Task material:
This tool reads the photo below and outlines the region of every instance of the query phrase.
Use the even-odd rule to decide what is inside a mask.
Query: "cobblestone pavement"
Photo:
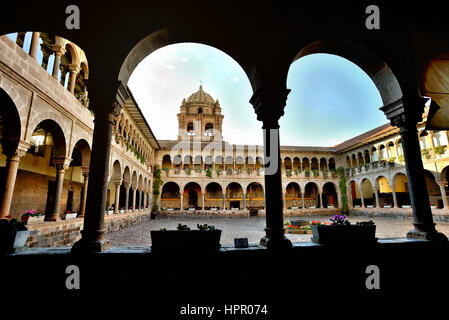
[[[320,220],[329,221],[329,216],[308,216],[308,217],[286,217],[285,220]],[[349,217],[349,221],[355,223],[356,221],[373,220],[376,223],[376,237],[377,238],[404,238],[407,231],[413,228],[412,220],[410,219],[392,219],[392,218],[370,218],[354,216]],[[251,218],[166,218],[149,220],[139,225],[122,229],[116,232],[111,232],[105,235],[105,239],[109,240],[111,246],[151,246],[150,230],[159,230],[166,228],[167,230],[175,230],[178,223],[186,224],[191,229],[196,229],[196,224],[210,224],[222,230],[221,244],[233,245],[234,238],[248,238],[248,242],[252,244],[259,243],[260,239],[265,234],[265,217],[251,217]],[[449,236],[449,223],[437,222],[436,226],[439,232]],[[294,242],[310,242],[311,235],[287,234],[293,243]]]

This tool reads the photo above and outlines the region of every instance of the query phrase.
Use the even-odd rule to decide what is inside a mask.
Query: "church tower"
[[[178,113],[178,140],[222,141],[223,115],[218,100],[203,91],[203,86],[182,100]]]

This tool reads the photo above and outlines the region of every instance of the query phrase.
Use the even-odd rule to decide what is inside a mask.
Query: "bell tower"
[[[178,113],[178,140],[222,141],[223,115],[218,100],[203,90],[182,100]]]

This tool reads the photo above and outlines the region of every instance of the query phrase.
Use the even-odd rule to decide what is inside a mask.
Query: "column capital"
[[[125,186],[125,189],[129,189],[131,187],[131,182],[124,181],[123,185]]]
[[[58,172],[60,171],[64,172],[69,167],[70,162],[72,162],[72,159],[70,158],[53,157],[53,166]]]
[[[3,139],[2,149],[7,158],[22,158],[26,155],[31,143],[19,139]]]
[[[77,66],[76,64],[69,64],[69,70],[72,73],[78,73],[80,72],[81,68]]]
[[[81,167],[81,170],[82,170],[82,174],[83,174],[83,177],[84,178],[88,178],[89,177],[89,169],[90,169],[90,167]]]
[[[67,50],[59,44],[51,45],[50,49],[58,56],[63,56],[67,52]]]
[[[257,114],[257,120],[265,122],[272,122],[273,128],[279,128],[277,123],[279,118],[284,115],[285,103],[290,89],[276,88],[273,90],[266,87],[258,87],[254,91],[249,102],[254,107],[254,112]]]
[[[121,185],[122,184],[122,179],[115,179],[114,180],[114,184],[117,185]]]
[[[385,113],[392,126],[399,128],[414,127],[418,122],[422,121],[422,114],[427,100],[427,98],[423,97],[414,99],[401,98],[379,109]]]

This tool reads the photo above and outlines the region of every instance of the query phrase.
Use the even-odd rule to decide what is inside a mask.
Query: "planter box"
[[[312,234],[312,230],[288,230],[288,233],[292,234]]]
[[[333,205],[327,206],[328,209],[334,209]]]
[[[119,210],[118,212],[120,212],[120,213],[125,213],[125,210],[122,209],[122,210]]]
[[[436,209],[436,208],[437,208],[437,206],[430,206],[430,208],[431,208],[431,209]]]
[[[220,248],[221,230],[150,231],[151,250],[216,251]]]
[[[217,211],[217,208],[210,208],[210,210],[212,210],[212,211]]]
[[[388,209],[388,208],[391,208],[391,206],[384,206],[384,208],[387,208],[387,209]]]
[[[404,208],[404,209],[410,209],[412,206],[409,206],[409,205],[405,205],[405,206],[402,206],[402,208]]]
[[[0,253],[14,253],[25,247],[30,231],[14,231],[0,233]]]
[[[189,208],[189,209],[187,209],[188,211],[195,211],[196,209],[195,208]]]
[[[316,209],[316,206],[313,206],[313,207],[309,207],[309,209]]]
[[[309,221],[307,221],[307,220],[291,220],[290,223],[295,227],[302,227],[302,226],[310,225]]]
[[[375,243],[376,226],[323,226],[312,225],[312,242],[319,244]]]
[[[114,210],[108,210],[108,215],[114,214]]]
[[[65,215],[65,219],[66,220],[73,220],[76,219],[76,216],[78,215],[78,213],[73,212],[73,213],[66,213]]]
[[[291,209],[295,210],[295,209],[298,209],[298,207],[291,207]]]
[[[360,208],[360,206],[359,205],[355,205],[354,208]]]
[[[37,217],[29,217],[27,221],[27,225],[44,223],[45,216],[37,216]]]
[[[372,205],[367,205],[366,207],[367,208],[374,208],[374,206],[372,206]]]

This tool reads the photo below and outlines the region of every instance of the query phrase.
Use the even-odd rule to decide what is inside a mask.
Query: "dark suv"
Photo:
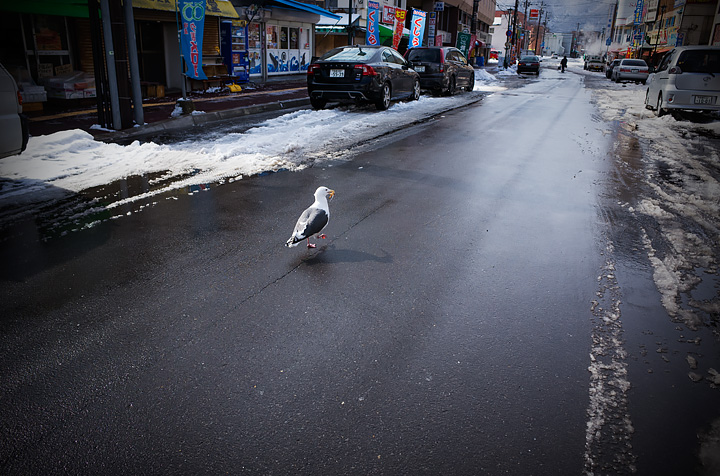
[[[475,87],[475,70],[457,48],[411,48],[405,52],[405,59],[420,75],[422,89],[453,94],[458,88],[472,91]]]

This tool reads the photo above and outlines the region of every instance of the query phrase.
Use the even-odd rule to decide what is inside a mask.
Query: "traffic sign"
[[[607,46],[610,46],[611,43],[612,43],[612,39],[611,39],[611,38],[608,38],[607,40],[605,40],[605,44],[606,44]]]
[[[512,36],[512,30],[506,31],[505,34],[510,38]]]

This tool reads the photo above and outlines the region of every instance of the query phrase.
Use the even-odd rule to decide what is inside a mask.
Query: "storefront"
[[[294,0],[268,0],[237,12],[247,22],[251,79],[304,74],[315,51],[315,24],[321,16],[340,18]]]

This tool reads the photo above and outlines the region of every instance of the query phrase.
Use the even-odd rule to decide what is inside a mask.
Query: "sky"
[[[524,0],[518,1],[519,11],[525,10]],[[607,26],[608,16],[615,0],[531,0],[529,9],[543,7],[543,21],[548,14],[548,29],[553,33],[570,33],[577,30],[578,24],[583,31],[602,31]],[[515,8],[512,0],[498,0],[497,8],[506,10]],[[529,13],[528,13],[529,14]]]

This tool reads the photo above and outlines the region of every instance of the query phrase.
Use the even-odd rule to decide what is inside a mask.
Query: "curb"
[[[133,137],[144,136],[148,134],[159,133],[163,131],[171,131],[176,129],[187,129],[190,127],[211,124],[226,119],[236,117],[250,116],[263,112],[280,111],[282,109],[292,109],[310,105],[310,98],[288,99],[286,101],[277,101],[265,104],[257,104],[253,106],[236,107],[220,111],[205,112],[203,114],[191,114],[187,116],[174,117],[165,119],[144,126],[135,127],[127,131],[114,131],[95,135],[95,140],[103,142],[112,142],[120,139],[130,139]]]

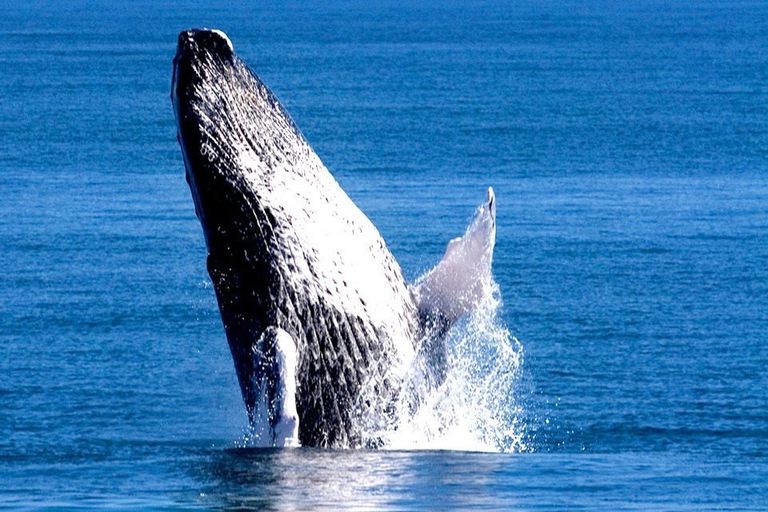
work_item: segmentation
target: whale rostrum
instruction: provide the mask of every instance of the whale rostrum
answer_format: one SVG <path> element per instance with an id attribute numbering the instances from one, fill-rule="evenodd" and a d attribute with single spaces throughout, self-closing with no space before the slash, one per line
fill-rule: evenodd
<path id="1" fill-rule="evenodd" d="M 493 191 L 409 288 L 377 229 L 223 32 L 179 35 L 171 98 L 251 422 L 268 426 L 273 445 L 375 444 L 364 420 L 391 414 L 420 355 L 440 375 L 443 335 L 490 280 Z"/>

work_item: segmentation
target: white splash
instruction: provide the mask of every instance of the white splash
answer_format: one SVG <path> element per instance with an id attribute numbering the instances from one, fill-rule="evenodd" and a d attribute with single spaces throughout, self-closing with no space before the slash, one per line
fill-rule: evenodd
<path id="1" fill-rule="evenodd" d="M 522 345 L 498 318 L 498 285 L 490 281 L 478 307 L 448 334 L 445 382 L 402 396 L 394 421 L 377 434 L 393 450 L 528 451 L 517 405 Z M 418 373 L 418 372 L 417 372 Z"/>
<path id="2" fill-rule="evenodd" d="M 386 450 L 532 450 L 518 403 L 523 347 L 499 319 L 500 306 L 491 280 L 480 304 L 448 333 L 445 382 L 404 393 L 390 418 L 369 418 L 368 437 Z M 413 393 L 420 395 L 415 408 Z M 250 429 L 238 444 L 275 446 L 265 429 Z"/>
<path id="3" fill-rule="evenodd" d="M 501 298 L 491 270 L 495 240 L 496 202 L 489 188 L 464 235 L 451 240 L 443 259 L 413 286 L 422 311 L 437 311 L 449 324 L 459 321 L 445 340 L 446 368 L 430 364 L 431 350 L 415 358 L 392 417 L 371 433 L 384 447 L 529 449 L 516 401 L 523 352 L 498 318 Z M 422 340 L 435 342 L 441 343 Z"/>

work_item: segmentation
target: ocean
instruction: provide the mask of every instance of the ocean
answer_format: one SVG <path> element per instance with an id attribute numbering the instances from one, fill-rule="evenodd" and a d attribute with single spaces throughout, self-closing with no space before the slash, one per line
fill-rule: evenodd
<path id="1" fill-rule="evenodd" d="M 190 27 L 409 280 L 494 187 L 458 434 L 245 440 L 170 102 Z M 0 508 L 768 510 L 765 2 L 40 0 L 0 46 Z"/>

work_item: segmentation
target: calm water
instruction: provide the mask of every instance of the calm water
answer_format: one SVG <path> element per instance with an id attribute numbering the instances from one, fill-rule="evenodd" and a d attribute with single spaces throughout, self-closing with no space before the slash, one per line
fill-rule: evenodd
<path id="1" fill-rule="evenodd" d="M 373 3 L 3 7 L 0 507 L 768 509 L 768 6 Z M 236 448 L 169 101 L 191 26 L 409 278 L 494 186 L 529 451 Z"/>

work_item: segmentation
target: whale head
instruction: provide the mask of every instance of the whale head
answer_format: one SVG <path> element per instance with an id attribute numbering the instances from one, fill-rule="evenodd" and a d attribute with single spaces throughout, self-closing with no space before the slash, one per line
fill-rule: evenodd
<path id="1" fill-rule="evenodd" d="M 267 214 L 250 197 L 249 180 L 281 167 L 290 172 L 288 161 L 309 148 L 277 98 L 235 55 L 221 31 L 179 35 L 171 99 L 186 178 L 208 248 L 238 245 L 249 227 L 233 225 L 248 217 L 243 210 Z M 291 149 L 302 155 L 291 155 Z M 262 225 L 268 220 L 260 219 Z"/>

Task directions:
Within the listing above, work out how many lines hold "splash", and answer with that number only.

Written answer:
2